- _What is expected_
Resume the essay on Creon in Antigone from where it ends and keep the same line of argument.

- _Text segment_
━━━━━━━━━━
As Haemon attempts to oppose Creon, the first insult Creon pays him in their argument is: "Your mind is poisoned. Weaker than a woman!" (746). The first dichotomy of Creon's entrapment is the priority of manliness in his sense of values and the fact that Antigone, his antagonist, is a woman.
The “high mimetic” argument is often made that tragedy must deal with kings and princes because it is an elevated form designed for the portrayal of the superior elements of a society. Creon, in passing, offers the following comment which happens to justify the portrayal of kings in tragedy from a new perspective: “You cannot learn of any man the soul, / the mind, and the intent until he shows / his practise of the government and law” (175-8).
Creon immediately makes his "mind," "soul," and "intent" clear.
For I believe that who controls the state
and does not hold to the best plans of all,
but locks his tongue up through some kind of fear,
that he is worst of all who are or were.
And he who counts another greater friend
than his fatherland, I put him nowhere. (176-83)
Thus Creon sets forward his basic principles, and these principles, as they are undermined by Antigone, are destined to set him in contradiction with his loved ones and all that he holds dear. His destiny is not only to abandon his principles but to be divested of his sense of manliness and to lose his loved ones as well.
━━━━━━━━━━
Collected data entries

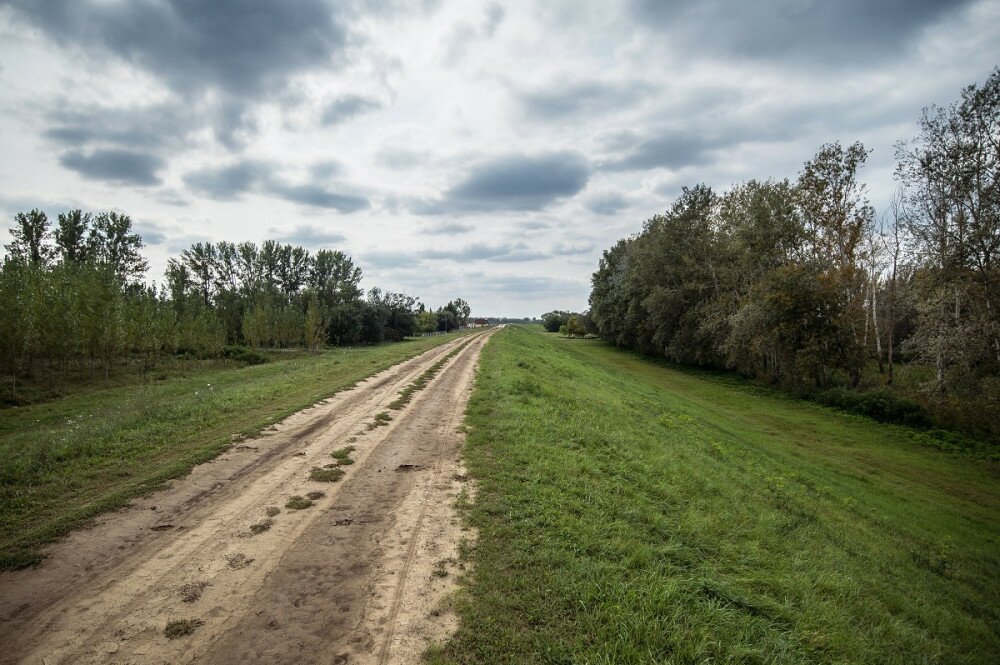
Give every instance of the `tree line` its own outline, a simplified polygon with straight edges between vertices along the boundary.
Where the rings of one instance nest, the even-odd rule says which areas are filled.
[[[891,387],[903,361],[937,421],[997,434],[1000,68],[918,126],[881,215],[860,142],[822,146],[795,181],[684,188],[604,252],[599,334],[796,390]]]
[[[465,327],[461,298],[431,311],[404,293],[361,286],[341,251],[310,253],[267,240],[195,243],[145,283],[148,261],[128,215],[19,213],[0,268],[0,371],[16,398],[19,376],[107,378],[115,365],[155,367],[164,356],[243,347],[316,349],[378,344]]]

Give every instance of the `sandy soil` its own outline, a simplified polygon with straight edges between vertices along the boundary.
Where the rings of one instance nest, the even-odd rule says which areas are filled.
[[[40,568],[0,574],[0,662],[418,662],[455,626],[448,597],[470,536],[455,509],[459,425],[487,337],[299,412],[71,534]],[[463,345],[387,426],[368,428]],[[343,478],[310,480],[347,445]],[[313,506],[285,507],[316,491]],[[164,634],[185,619],[193,632]]]

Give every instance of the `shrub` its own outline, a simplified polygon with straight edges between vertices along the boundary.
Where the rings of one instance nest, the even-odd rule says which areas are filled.
[[[246,346],[227,346],[222,355],[244,365],[262,365],[267,362],[267,356]]]

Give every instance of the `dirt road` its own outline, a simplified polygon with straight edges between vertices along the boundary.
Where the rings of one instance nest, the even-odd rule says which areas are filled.
[[[40,568],[0,574],[0,661],[417,662],[454,628],[447,599],[470,536],[454,507],[459,425],[487,337],[297,413],[71,534]],[[443,359],[408,405],[387,409]],[[353,463],[338,464],[345,446]],[[344,475],[322,482],[313,469]],[[177,621],[187,634],[165,635]]]

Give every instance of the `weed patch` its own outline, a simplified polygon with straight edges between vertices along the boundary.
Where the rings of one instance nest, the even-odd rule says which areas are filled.
[[[181,602],[193,603],[201,598],[208,582],[189,582],[180,588]]]
[[[256,524],[251,524],[250,525],[250,533],[253,534],[253,535],[255,535],[255,536],[257,536],[257,535],[260,535],[260,534],[264,533],[265,531],[270,530],[272,526],[274,526],[274,520],[272,520],[270,518],[268,518],[266,520],[261,520],[260,522],[257,522]]]
[[[175,619],[167,624],[166,628],[163,629],[163,634],[167,636],[167,639],[173,640],[190,635],[195,628],[204,624],[205,622],[201,619]]]
[[[285,504],[289,510],[305,510],[313,505],[313,502],[302,496],[293,496]]]
[[[309,472],[309,480],[315,480],[318,483],[335,483],[343,477],[344,470],[336,466],[330,469],[314,466]]]

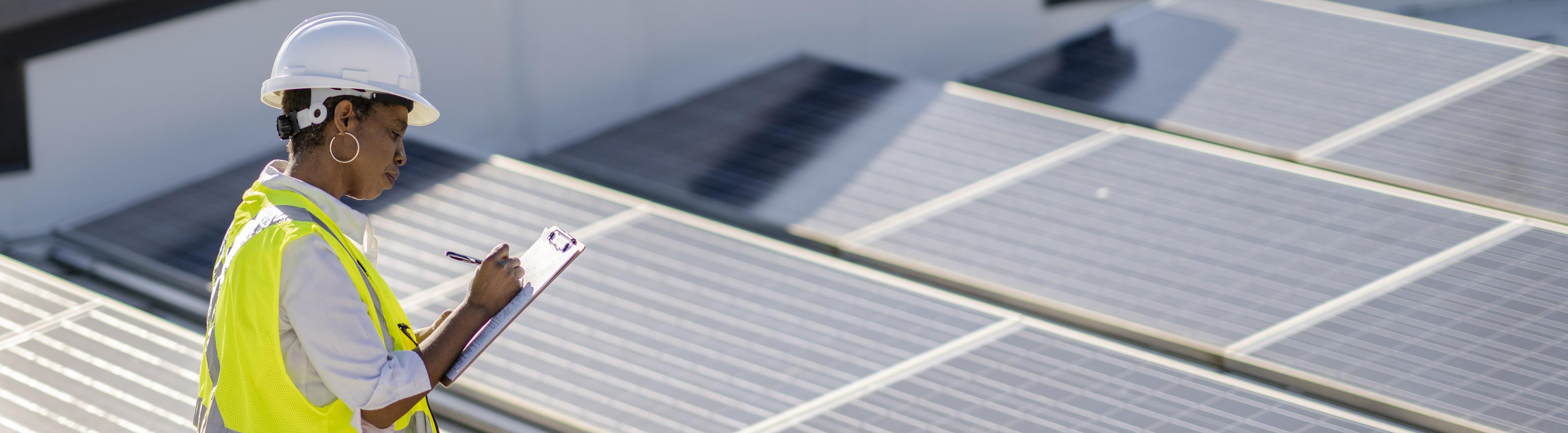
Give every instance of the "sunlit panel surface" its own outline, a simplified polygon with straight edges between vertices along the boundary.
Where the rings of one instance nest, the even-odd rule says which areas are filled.
[[[801,58],[541,163],[734,223],[842,235],[1099,127]]]
[[[50,303],[77,303],[8,301],[30,317],[6,317],[24,328],[0,333],[0,430],[194,431],[199,334],[0,257],[0,295],[42,287]]]
[[[483,256],[497,243],[525,242],[552,224],[571,231],[626,209],[474,158],[417,144],[406,147],[409,162],[392,190],[373,201],[342,198],[370,215],[381,251],[376,268],[398,295],[472,271],[470,265],[442,256],[444,251]],[[234,210],[265,163],[267,158],[235,165],[75,226],[67,235],[78,234],[93,246],[110,245],[209,281]]]
[[[1225,345],[1497,224],[1124,138],[866,246]]]
[[[1024,328],[784,431],[1402,431]]]
[[[604,431],[735,431],[999,320],[659,216],[588,245],[459,388]]]
[[[1519,234],[1251,356],[1499,431],[1568,431],[1568,235]]]
[[[1221,143],[1297,151],[1524,53],[1272,2],[1163,5],[1132,8],[975,83]]]
[[[1330,166],[1563,220],[1568,58],[1543,60],[1323,157]]]

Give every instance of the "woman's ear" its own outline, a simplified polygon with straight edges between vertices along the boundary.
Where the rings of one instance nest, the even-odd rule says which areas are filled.
[[[336,126],[337,130],[354,130],[354,127],[359,126],[359,118],[354,116],[353,102],[343,99],[332,107],[332,126]]]

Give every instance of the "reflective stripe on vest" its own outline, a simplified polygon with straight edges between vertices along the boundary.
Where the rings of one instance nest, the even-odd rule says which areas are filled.
[[[252,188],[256,188],[256,187],[252,187]],[[198,427],[199,431],[204,431],[204,433],[205,431],[235,431],[235,430],[227,428],[224,425],[223,413],[218,408],[218,398],[216,398],[218,378],[220,378],[220,362],[218,362],[216,345],[213,344],[213,329],[215,329],[213,325],[215,325],[215,320],[216,320],[218,292],[223,287],[223,279],[229,273],[229,267],[232,265],[230,262],[234,260],[235,253],[240,251],[240,248],[251,237],[260,234],[262,231],[265,231],[267,227],[270,227],[273,224],[287,223],[287,221],[309,221],[309,223],[314,223],[314,224],[320,226],[321,229],[328,231],[326,237],[332,238],[332,242],[337,243],[337,246],[342,248],[342,251],[345,251],[345,253],[348,251],[348,245],[343,245],[343,242],[334,234],[336,232],[336,229],[332,229],[334,226],[329,226],[325,221],[321,221],[320,218],[317,218],[317,215],[312,213],[309,209],[296,207],[296,206],[273,204],[273,206],[263,207],[260,212],[256,213],[256,216],[251,221],[248,221],[245,224],[245,227],[241,227],[238,232],[234,234],[234,238],[229,242],[230,245],[227,245],[227,248],[224,251],[220,251],[221,253],[221,256],[218,257],[220,267],[213,273],[213,276],[215,276],[213,278],[213,293],[212,293],[212,298],[210,298],[209,306],[207,306],[207,336],[205,336],[207,340],[204,344],[205,345],[204,358],[207,361],[205,362],[207,380],[209,380],[209,383],[212,386],[209,389],[210,391],[209,392],[210,402],[207,402],[207,405],[204,405],[204,402],[201,400],[201,397],[198,397],[198,400],[196,400],[196,411],[194,411],[194,416],[191,419],[191,424],[194,427]],[[392,351],[392,350],[395,350],[395,345],[392,342],[392,333],[390,333],[390,329],[387,326],[386,311],[383,309],[381,297],[379,297],[379,293],[376,293],[375,287],[372,286],[372,279],[370,279],[368,271],[365,270],[364,264],[361,264],[358,257],[353,257],[351,253],[348,256],[350,256],[350,260],[353,260],[354,267],[358,268],[359,281],[367,289],[365,292],[368,293],[372,307],[373,307],[373,311],[376,314],[376,317],[373,317],[373,318],[375,318],[376,323],[379,323],[379,328],[381,328],[383,345],[384,345],[384,348],[387,351]],[[405,428],[397,430],[397,431],[400,431],[400,433],[405,433],[405,431],[406,433],[430,433],[430,431],[433,431],[433,420],[426,416],[426,411],[428,411],[428,403],[420,402],[419,405],[416,405],[412,416],[409,416],[408,425]]]

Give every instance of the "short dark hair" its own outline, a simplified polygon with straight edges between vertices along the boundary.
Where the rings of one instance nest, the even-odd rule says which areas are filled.
[[[336,113],[332,113],[332,108],[336,108],[337,102],[340,102],[340,100],[348,100],[348,104],[353,104],[353,107],[354,107],[354,119],[358,119],[361,122],[365,121],[365,119],[368,119],[370,115],[373,115],[376,110],[381,110],[381,108],[386,108],[386,107],[394,107],[394,105],[403,105],[403,108],[412,108],[414,107],[412,100],[408,100],[408,104],[389,104],[389,102],[370,100],[370,99],[358,97],[358,96],[351,96],[351,94],[340,94],[340,96],[328,97],[323,102],[323,105],[326,105],[326,119],[321,121],[320,124],[314,124],[314,126],[304,127],[299,132],[295,132],[295,135],[292,138],[289,138],[289,154],[290,155],[303,155],[306,152],[315,151],[315,147],[320,147],[320,146],[326,144],[326,136],[323,136],[323,132],[326,130],[326,124],[331,122],[332,118],[336,116]],[[406,99],[403,99],[403,100],[406,100]],[[310,89],[285,89],[284,91],[284,102],[282,104],[284,104],[284,113],[285,115],[310,108]]]

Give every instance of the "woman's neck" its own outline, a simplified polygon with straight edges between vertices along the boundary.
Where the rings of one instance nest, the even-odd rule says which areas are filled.
[[[320,163],[310,155],[289,155],[289,169],[284,174],[321,188],[332,198],[343,198],[348,193],[339,165]]]

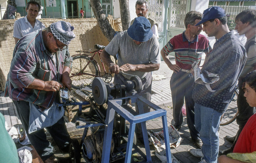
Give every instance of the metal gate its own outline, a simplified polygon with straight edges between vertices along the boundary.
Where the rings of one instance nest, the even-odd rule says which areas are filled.
[[[191,2],[191,0],[148,0],[148,16],[158,25],[160,49],[173,36],[185,30],[184,19],[190,9]]]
━━━━━━━━━━
- _Response for this exercise_
Just as Electra's dilemma of offering libations served as an analogue for Orestes' larger preoccupations, in Antigone the uncomfortable situation of the Guard who must report that someone had buried Polyneices is both parable and foreboding addressed to Creon's eventual self-contradiction. The Guard begins by expressing his sense of dilemma at having to deliver bad tidings. ". . . I had many haltings in my thought/ making me double back upon my road" (225-6). After pleading his own innocence the Guard confesses that the body had been buried. Creon immediately castigates the Guard, noting that the introduction of silver currency was leading to the decline of the state and of individual integrity. The Guard leaves vowing never to return. However, he returns shortly thereafter with Antigone as his prisoner. (Antigone, doubtlessly intent on getting caught, had returned to the scene of her crime.) The Guard's sententious comment on his own contradictory behaviour is, unbeknownst to him but clear enough for the audience, a warning to Creon: "Lord, one should never swear off anything./ Afterthought makes the first resolve a liar" (387-88).
In his parting comments the Guard becomes a foil for Creon; in fact, for the tragic hero in general.
One's own escape from trouble makes one glad;
but bringing friends to trouble is hard grief.
Still, I care less for all these second thoughts
than for the fact that I myself am safe. (437-40)
The Guard becomes a cynical, almost comic, paradigm for the sane Everyman. This ability to gloss over dilemmas with the contentment of self-preservation seems the one attitude which tragic heros are never able to muster.
The speech of the Chorus, which covers the interlude between the Guard's departure and his return, sets up the theme of man reaching the limits of his universe--which, as already noted, is a basic theme of tragedy. The Chorus begins with the line, "Many the wonders but nothing walks stranger than a man." The speech is ostensibly an encomium of man's accomplishments. However, the basic import of this "Ode to Man," as Segal points out, is ironic.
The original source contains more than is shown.